- _Фрагмент документа_:
┌──
Вот госпиталь, где работают кубинские медики-интернационалисты... Желтый домик радиостанции, над ним — паутина антенн. Передачи ведутся на трех языках — мискито, английском и испанском... Три новые школы... Отстраивающийся стадион... Когда я впервые попал сюда почти два года назад, всего этого еще не было.
Не было и светофора, одиноко висящего над перекрестком в центре города. Светофор пока, пожалуй, деталь из будущего. Ибо движение в Пуэрто-Кабесасе такое, что и обыкновенный регулировщик, приглашенный на полставки, пожалуй, заскучает. Но для жителей светофор — символ будущих асфальтированных проспектов и бульваров, многоэтажных кварталов. Символ нового города. Поэтому водители так серьезно ждут зеленого света, хотя на милю в округе нет ни одной машины, грозящей столкновением. А ребятишки радостно визжат каждый раз, когда светофор мигает своими разноцветными глазами.
└──
- _Задания упражнения_:
A - Символом чего служит светофор для жителей, согласно отрывку о Пуэрто-Кабесасе?
B - На каких языках, по словам отрывка о Пуэрто-Кабесасе, ведутся передачи радиостанции? Назовите все.
C - Повторите слово в слово часть отрывка о Пуэрто-Кабесасе: начните с места, где стоят слова «Не было и светофора, одиноко», и остановитесь после слов «своими разноцветными глазами.».

- _Перечень записей_:
┌──
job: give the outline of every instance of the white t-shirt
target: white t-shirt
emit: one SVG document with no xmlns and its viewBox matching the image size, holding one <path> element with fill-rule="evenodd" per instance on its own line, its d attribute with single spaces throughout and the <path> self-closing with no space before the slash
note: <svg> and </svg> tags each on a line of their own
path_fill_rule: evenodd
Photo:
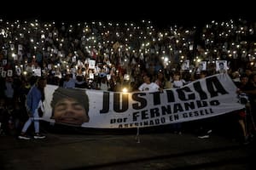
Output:
<svg viewBox="0 0 256 170">
<path fill-rule="evenodd" d="M 155 92 L 159 91 L 160 87 L 154 82 L 151 82 L 150 84 L 144 82 L 138 88 L 138 89 L 140 91 Z"/>
</svg>

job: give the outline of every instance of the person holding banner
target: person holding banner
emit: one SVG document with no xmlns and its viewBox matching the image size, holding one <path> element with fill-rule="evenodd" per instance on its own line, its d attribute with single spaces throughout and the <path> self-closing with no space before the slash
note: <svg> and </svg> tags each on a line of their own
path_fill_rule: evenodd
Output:
<svg viewBox="0 0 256 170">
<path fill-rule="evenodd" d="M 90 120 L 89 98 L 85 90 L 59 87 L 53 94 L 50 105 L 51 118 L 56 123 L 81 126 Z"/>
<path fill-rule="evenodd" d="M 30 139 L 26 134 L 27 128 L 32 122 L 34 122 L 35 134 L 34 139 L 44 139 L 45 136 L 39 133 L 39 107 L 42 108 L 44 100 L 44 88 L 46 86 L 46 78 L 41 76 L 37 82 L 31 88 L 26 96 L 26 106 L 29 114 L 29 118 L 24 124 L 20 134 L 18 136 L 20 139 Z"/>
</svg>

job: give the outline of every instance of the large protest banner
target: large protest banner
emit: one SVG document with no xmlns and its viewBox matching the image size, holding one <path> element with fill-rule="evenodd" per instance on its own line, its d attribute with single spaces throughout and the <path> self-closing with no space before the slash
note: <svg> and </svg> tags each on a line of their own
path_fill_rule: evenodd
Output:
<svg viewBox="0 0 256 170">
<path fill-rule="evenodd" d="M 54 108 L 53 104 L 56 103 L 54 100 L 64 99 L 65 97 L 73 98 L 80 104 L 84 104 L 87 108 L 88 117 L 79 124 L 84 128 L 159 126 L 215 116 L 244 108 L 244 105 L 238 103 L 236 87 L 227 74 L 196 80 L 178 89 L 170 88 L 154 93 L 79 89 L 78 94 L 73 93 L 74 89 L 69 89 L 72 95 L 63 94 L 62 97 L 55 98 L 55 92 L 58 88 L 60 88 L 53 85 L 47 85 L 45 88 L 45 113 L 43 120 L 58 122 L 58 110 Z M 58 93 L 61 94 L 62 92 L 60 90 Z M 81 99 L 84 94 L 86 99 L 79 99 L 79 96 Z M 67 117 L 64 124 L 67 122 L 73 125 L 70 122 L 73 117 L 68 119 L 68 116 L 73 116 L 72 113 L 68 113 L 65 105 L 60 105 L 61 112 L 65 115 L 63 116 Z M 76 107 L 76 105 L 73 105 Z"/>
</svg>

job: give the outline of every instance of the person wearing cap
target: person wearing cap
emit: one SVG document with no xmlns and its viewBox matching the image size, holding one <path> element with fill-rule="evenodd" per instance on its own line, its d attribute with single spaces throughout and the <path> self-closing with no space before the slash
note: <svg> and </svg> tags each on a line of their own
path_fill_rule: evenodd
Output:
<svg viewBox="0 0 256 170">
<path fill-rule="evenodd" d="M 44 76 L 39 77 L 37 82 L 31 88 L 26 96 L 26 106 L 29 114 L 29 118 L 24 124 L 20 134 L 18 136 L 20 139 L 30 139 L 26 130 L 34 122 L 35 134 L 34 139 L 44 139 L 45 136 L 39 133 L 39 108 L 44 110 L 43 102 L 44 100 L 44 88 L 47 81 Z"/>
</svg>

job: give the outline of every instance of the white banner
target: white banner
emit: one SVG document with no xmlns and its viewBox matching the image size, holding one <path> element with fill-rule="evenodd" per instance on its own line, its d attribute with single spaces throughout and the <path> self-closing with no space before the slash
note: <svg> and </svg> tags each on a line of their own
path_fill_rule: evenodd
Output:
<svg viewBox="0 0 256 170">
<path fill-rule="evenodd" d="M 215 116 L 244 108 L 227 74 L 163 92 L 115 93 L 45 88 L 43 119 L 96 128 L 159 126 Z"/>
</svg>

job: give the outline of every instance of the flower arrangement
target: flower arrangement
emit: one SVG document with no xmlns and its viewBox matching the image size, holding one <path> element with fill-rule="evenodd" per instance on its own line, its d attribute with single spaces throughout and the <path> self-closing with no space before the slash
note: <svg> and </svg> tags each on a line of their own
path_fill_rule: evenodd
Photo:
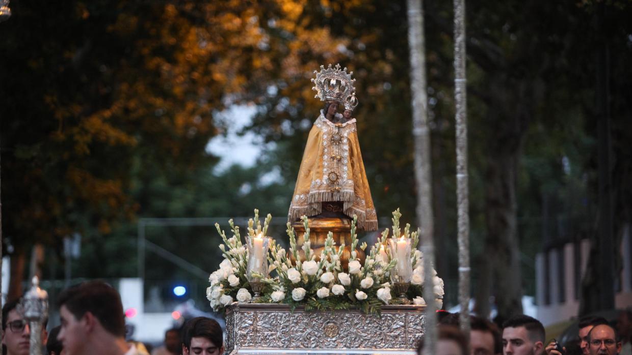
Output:
<svg viewBox="0 0 632 355">
<path fill-rule="evenodd" d="M 410 263 L 412 276 L 410 287 L 406 291 L 406 298 L 412 300 L 415 305 L 425 305 L 422 297 L 423 284 L 423 255 L 416 250 L 419 242 L 418 230 L 410 231 L 410 225 L 406 224 L 403 234 L 399 226 L 401 214 L 399 209 L 393 212 L 392 236 L 394 238 L 410 240 L 411 248 L 410 258 L 404 262 Z M 258 211 L 255 210 L 255 218 L 248 221 L 248 236 L 265 235 L 271 216 L 267 215 L 262 227 L 258 219 Z M 210 286 L 207 289 L 207 298 L 216 311 L 221 311 L 236 300 L 239 302 L 256 301 L 269 303 L 286 303 L 291 309 L 304 306 L 306 310 L 334 310 L 348 309 L 356 306 L 365 313 L 379 313 L 382 305 L 401 303 L 392 290 L 392 274 L 396 272 L 398 265 L 397 255 L 386 247 L 389 231 L 385 230 L 375 245 L 371 247 L 363 264 L 358 258 L 356 248 L 358 238 L 356 234 L 356 218 L 354 217 L 351 229 L 351 255 L 348 270 L 343 270 L 341 259 L 344 250 L 344 244 L 336 245 L 333 235 L 330 232 L 325 247 L 320 255 L 312 249 L 309 240 L 310 230 L 307 217 L 303 216 L 305 233 L 302 236 L 302 245 L 297 244 L 297 238 L 290 223 L 287 224 L 289 237 L 289 248 L 286 252 L 272 240 L 267 253 L 270 265 L 268 272 L 274 275 L 258 275 L 265 284 L 262 296 L 252 300 L 252 288 L 246 277 L 246 263 L 249 251 L 241 243 L 239 227 L 232 220 L 229 224 L 233 236 L 227 238 L 219 224 L 216 224 L 224 242 L 220 245 L 225 258 L 219 269 L 209 277 Z M 366 243 L 360 246 L 366 250 Z M 410 253 L 410 250 L 415 250 Z M 300 255 L 302 250 L 303 255 Z M 302 259 L 301 257 L 303 257 Z M 444 295 L 443 281 L 434 271 L 434 289 L 433 295 L 439 306 Z"/>
</svg>

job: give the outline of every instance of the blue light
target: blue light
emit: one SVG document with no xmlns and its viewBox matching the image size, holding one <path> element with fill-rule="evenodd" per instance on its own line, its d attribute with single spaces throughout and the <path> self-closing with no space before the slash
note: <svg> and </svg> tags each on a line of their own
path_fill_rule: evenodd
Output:
<svg viewBox="0 0 632 355">
<path fill-rule="evenodd" d="M 184 296 L 186 293 L 186 288 L 185 286 L 176 286 L 173 288 L 173 294 L 179 297 Z"/>
</svg>

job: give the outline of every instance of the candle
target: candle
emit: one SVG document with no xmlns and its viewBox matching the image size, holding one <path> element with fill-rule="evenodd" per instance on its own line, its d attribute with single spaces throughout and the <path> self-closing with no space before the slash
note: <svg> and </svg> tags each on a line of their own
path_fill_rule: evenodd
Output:
<svg viewBox="0 0 632 355">
<path fill-rule="evenodd" d="M 252 252 L 255 262 L 253 270 L 260 272 L 264 264 L 264 238 L 260 233 L 252 238 Z"/>
<path fill-rule="evenodd" d="M 388 257 L 388 255 L 386 254 L 386 250 L 384 250 L 384 245 L 380 245 L 380 252 L 379 253 L 380 253 L 377 255 L 377 257 L 379 258 L 378 260 L 379 261 L 382 262 L 389 262 L 389 257 Z"/>
<path fill-rule="evenodd" d="M 397 269 L 398 274 L 399 275 L 403 275 L 406 273 L 406 264 L 410 262 L 406 257 L 407 242 L 403 235 L 397 241 Z"/>
</svg>

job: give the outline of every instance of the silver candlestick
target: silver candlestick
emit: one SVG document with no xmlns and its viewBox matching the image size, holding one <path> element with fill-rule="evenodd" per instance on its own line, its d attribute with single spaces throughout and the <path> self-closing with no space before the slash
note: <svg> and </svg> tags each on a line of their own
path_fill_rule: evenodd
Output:
<svg viewBox="0 0 632 355">
<path fill-rule="evenodd" d="M 39 288 L 37 276 L 33 277 L 23 303 L 24 320 L 31 330 L 30 355 L 42 355 L 42 325 L 48 317 L 48 293 Z"/>
</svg>

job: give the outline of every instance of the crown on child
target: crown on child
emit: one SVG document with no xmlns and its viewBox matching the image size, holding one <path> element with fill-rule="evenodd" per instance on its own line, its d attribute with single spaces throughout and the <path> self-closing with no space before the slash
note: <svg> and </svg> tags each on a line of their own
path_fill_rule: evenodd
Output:
<svg viewBox="0 0 632 355">
<path fill-rule="evenodd" d="M 355 88 L 353 87 L 355 79 L 351 79 L 353 72 L 347 74 L 346 67 L 341 70 L 340 64 L 336 64 L 333 67 L 329 64 L 327 68 L 325 66 L 320 66 L 320 71 L 314 71 L 314 74 L 316 74 L 316 78 L 312 79 L 312 82 L 315 84 L 312 90 L 316 90 L 317 93 L 314 97 L 320 98 L 320 101 L 343 103 L 355 91 Z M 355 102 L 357 105 L 357 100 L 355 100 Z"/>
</svg>

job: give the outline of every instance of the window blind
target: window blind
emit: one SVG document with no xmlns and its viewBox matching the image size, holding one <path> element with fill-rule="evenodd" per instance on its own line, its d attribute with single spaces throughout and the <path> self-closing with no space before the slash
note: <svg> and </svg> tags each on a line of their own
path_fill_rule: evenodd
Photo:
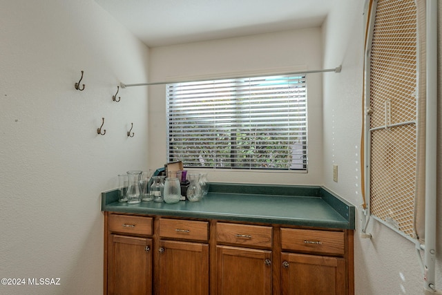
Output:
<svg viewBox="0 0 442 295">
<path fill-rule="evenodd" d="M 169 162 L 307 170 L 305 75 L 176 83 L 166 92 Z"/>
</svg>

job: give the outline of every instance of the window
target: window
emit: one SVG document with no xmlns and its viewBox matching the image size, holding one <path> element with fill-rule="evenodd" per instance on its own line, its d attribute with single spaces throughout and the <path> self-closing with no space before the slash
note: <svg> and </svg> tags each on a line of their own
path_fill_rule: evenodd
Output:
<svg viewBox="0 0 442 295">
<path fill-rule="evenodd" d="M 166 91 L 169 162 L 307 171 L 305 75 L 177 83 Z"/>
</svg>

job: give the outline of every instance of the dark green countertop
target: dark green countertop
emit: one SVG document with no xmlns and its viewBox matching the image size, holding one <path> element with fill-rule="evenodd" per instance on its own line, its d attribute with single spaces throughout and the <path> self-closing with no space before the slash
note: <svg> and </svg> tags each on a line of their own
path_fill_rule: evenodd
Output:
<svg viewBox="0 0 442 295">
<path fill-rule="evenodd" d="M 118 202 L 102 193 L 102 210 L 224 220 L 354 229 L 354 207 L 323 187 L 211 183 L 201 201 Z"/>
</svg>

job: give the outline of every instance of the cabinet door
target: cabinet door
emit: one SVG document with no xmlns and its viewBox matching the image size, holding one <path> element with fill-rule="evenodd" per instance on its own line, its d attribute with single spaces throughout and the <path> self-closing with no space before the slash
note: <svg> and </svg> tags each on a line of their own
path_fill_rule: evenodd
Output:
<svg viewBox="0 0 442 295">
<path fill-rule="evenodd" d="M 271 294 L 271 251 L 216 247 L 217 295 Z"/>
<path fill-rule="evenodd" d="M 152 240 L 109 236 L 108 294 L 152 293 Z"/>
<path fill-rule="evenodd" d="M 209 294 L 209 245 L 199 242 L 160 240 L 161 295 Z"/>
<path fill-rule="evenodd" d="M 338 257 L 282 253 L 283 295 L 344 295 L 345 263 Z"/>
</svg>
└──
- _Ответы к упражнению_:
A - Символом будущих асфальтированных проспектов и бульваров, многоэтажных кварталов, то есть нового города.

B - Мискито, английский, испанский.

C -
Не было и светофора, одиноко висящего над перекрестком в центре города. Светофор пока, пожалуй, деталь из будущего. Ибо движение в Пуэрто-Кабесасе такое, что и обыкновенный регулировщик, приглашенный на полставки, пожалуй, заскучает. Но для жителей светофор — символ будущих асфальтированных проспектов и бульваров, многоэтажных кварталов. Символ нового города. Поэтому водители так серьезно ждут зеленого света, хотя на милю в округе нет ни одной машины, грозящей столкновением. А ребятишки радостно визжат каждый раз, когда светофор мигает своими разноцветными глазами.